Provided records —
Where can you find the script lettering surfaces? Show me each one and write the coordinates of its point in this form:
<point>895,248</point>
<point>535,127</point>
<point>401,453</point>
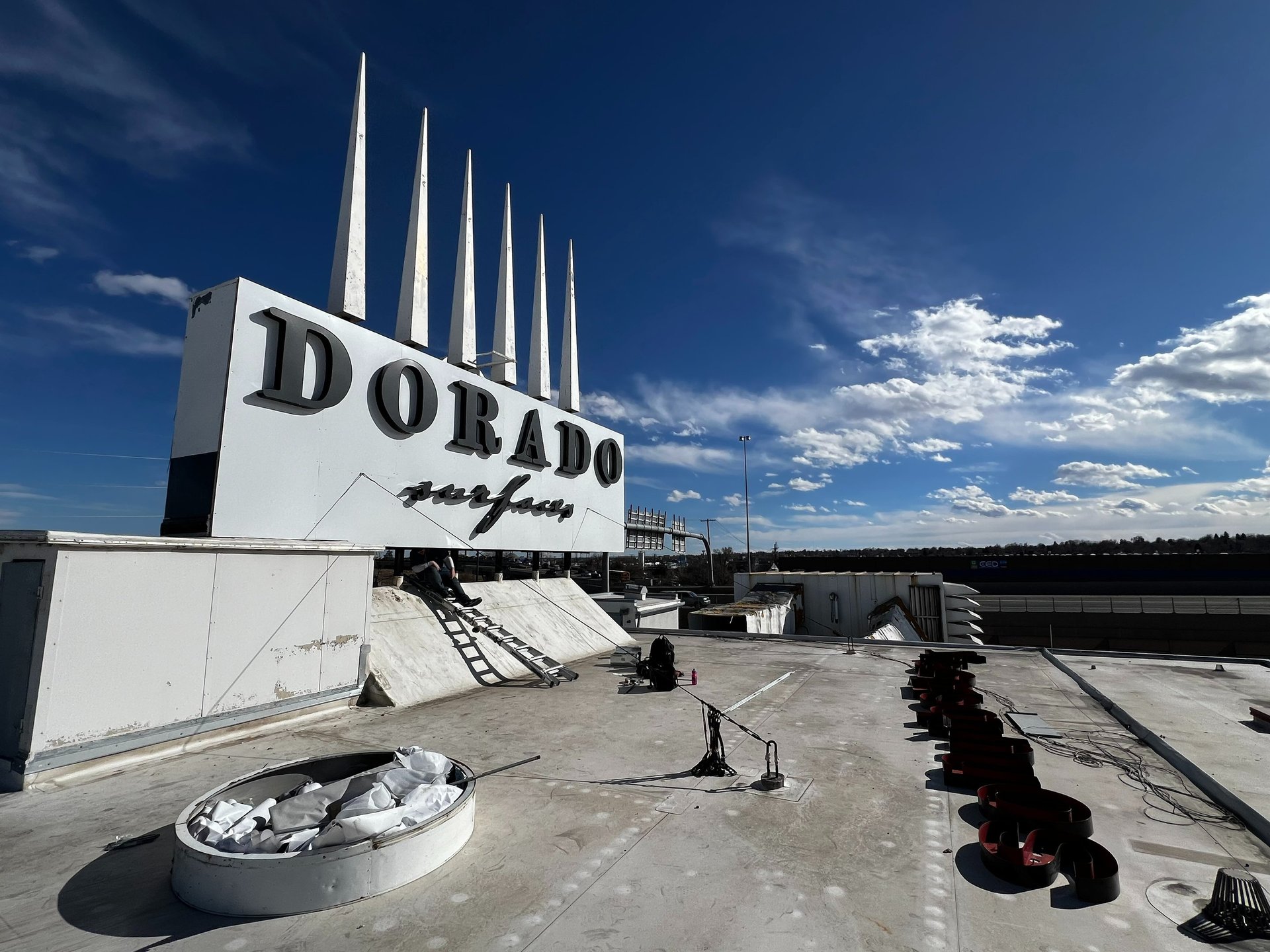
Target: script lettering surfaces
<point>498,504</point>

Request — Rewrite all the rows above with "script lettering" changed to "handwritten lettering" and nothing else altered. Leave out the pictures.

Full output —
Where can you find the handwritten lettering surfaces? Show me each one and write the coordinates of its point in this form:
<point>895,248</point>
<point>535,127</point>
<point>401,453</point>
Target: handwritten lettering surfaces
<point>498,504</point>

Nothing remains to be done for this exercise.